Summarize the BOLT commit message in two sentences.

== Text passage ==
--- begin ---

[BOLT] Add support for the latest perf tool
authorMaksim Panchenko <maks@fb.com>
Thu, 21 Jul 2022 01:51:08 +0000 (18:51 -0700)
committerMaksim Panchenko <maks@fb.com>
Fri, 22 Jul 2022 14:56:15 +0000 (07:56 -0700)
The latest perf tool can return non-empty buffer when executing
buildid-list command, even when perf.data was recorded with -B flag.
Some binaries will be listed without the ID, while others may have a
recorded ID. Allow invalid entires on the input, while checking the
valid ones for the match.

Reviewed By: Amir

Differential Revision: https://reviews.llvm.org/D130223

bolt/include/bolt/Profile/DataAggregator.h
bolt/include/bolt/Profile/DataReader.h
bolt/lib/Profile/DataAggregator.cpp
bolt/unittests/CMakeLists.txt
bolt/unittests/Profile/CMakeLists.txt [new file with mode: 0644]
bolt/unittests/Profile/DataAggregator.cpp [new file with mode: 0644]

index 48755c3..9d45f54 100644 (file)

--- end ---

(Image boundary annotation data)
--- begin ---

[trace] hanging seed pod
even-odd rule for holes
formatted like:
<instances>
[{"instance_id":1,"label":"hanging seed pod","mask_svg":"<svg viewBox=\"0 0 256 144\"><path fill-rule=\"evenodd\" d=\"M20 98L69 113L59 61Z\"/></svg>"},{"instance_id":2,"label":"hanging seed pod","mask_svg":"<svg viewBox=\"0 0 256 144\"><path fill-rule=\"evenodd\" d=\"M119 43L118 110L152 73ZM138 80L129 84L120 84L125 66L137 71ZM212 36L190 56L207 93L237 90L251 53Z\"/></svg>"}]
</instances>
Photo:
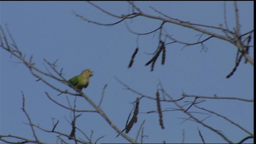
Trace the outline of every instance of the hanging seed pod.
<instances>
[{"instance_id":1,"label":"hanging seed pod","mask_svg":"<svg viewBox=\"0 0 256 144\"><path fill-rule=\"evenodd\" d=\"M230 78L230 76L232 76L233 74L234 74L234 73L235 72L236 72L236 68L239 65L239 64L240 63L240 62L241 62L241 60L242 60L242 57L243 55L241 54L240 56L239 57L239 58L238 58L238 60L236 63L236 66L235 66L235 67L233 68L233 70L232 70L232 71L227 76L226 78Z\"/></svg>"},{"instance_id":2,"label":"hanging seed pod","mask_svg":"<svg viewBox=\"0 0 256 144\"><path fill-rule=\"evenodd\" d=\"M162 113L162 110L161 110L161 105L160 105L160 98L159 98L159 93L158 91L156 90L156 105L157 106L157 110L158 112L158 116L159 117L159 124L160 126L162 127L162 129L164 129L164 123L163 122L163 115Z\"/></svg>"},{"instance_id":3,"label":"hanging seed pod","mask_svg":"<svg viewBox=\"0 0 256 144\"><path fill-rule=\"evenodd\" d=\"M164 45L163 45L162 46L163 46L163 53L162 53L162 65L164 65L164 62L165 62L165 55L166 55L166 50L165 50L165 47L164 46Z\"/></svg>"},{"instance_id":4,"label":"hanging seed pod","mask_svg":"<svg viewBox=\"0 0 256 144\"><path fill-rule=\"evenodd\" d=\"M137 47L136 49L135 49L135 51L134 52L132 56L132 58L131 58L131 60L130 61L130 63L129 64L129 66L128 66L128 68L130 68L132 66L132 64L133 64L133 62L134 62L134 59L135 57L135 56L136 54L138 53L138 51L139 50L139 48Z\"/></svg>"},{"instance_id":5,"label":"hanging seed pod","mask_svg":"<svg viewBox=\"0 0 256 144\"><path fill-rule=\"evenodd\" d=\"M133 116L132 116L132 118L131 119L131 120L130 121L128 124L126 126L126 131L125 133L126 134L128 133L132 127L132 126L133 126L133 124L137 122L137 120L138 120L138 118L137 117L137 115L139 113L139 101L140 99L138 98L136 98L136 106L135 107L135 109L133 112Z\"/></svg>"},{"instance_id":6,"label":"hanging seed pod","mask_svg":"<svg viewBox=\"0 0 256 144\"><path fill-rule=\"evenodd\" d=\"M75 120L72 121L72 130L69 136L71 138L75 138L75 133L76 132L76 126L75 126ZM68 139L71 140L71 138L68 138Z\"/></svg>"}]
</instances>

--- end ---

== Expected output ==
The latest perf tool can return a non-empty buffer for the buildid-list command even when perf.data was recorded with the -B flag, so some binaries appear without an ID while others may have one. The change allows invalid entries in the input while still checking the valid ones for a match.